— Records shown —
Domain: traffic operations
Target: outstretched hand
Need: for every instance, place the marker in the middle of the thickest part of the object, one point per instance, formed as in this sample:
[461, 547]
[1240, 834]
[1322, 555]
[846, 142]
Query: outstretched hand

— Problem statement —
Rewrite the data above with "raised hand" in place of every "outstretched hand", leaving everything else unchanged.

— Reply to the exercise —
Domain: traffic operations
Target: raised hand
Need: for every instance, place the marker in the middle of the thickest part of the object, one point per instance, formed as in this sample:
[461, 547]
[1240, 834]
[1322, 555]
[846, 142]
Query: raised hand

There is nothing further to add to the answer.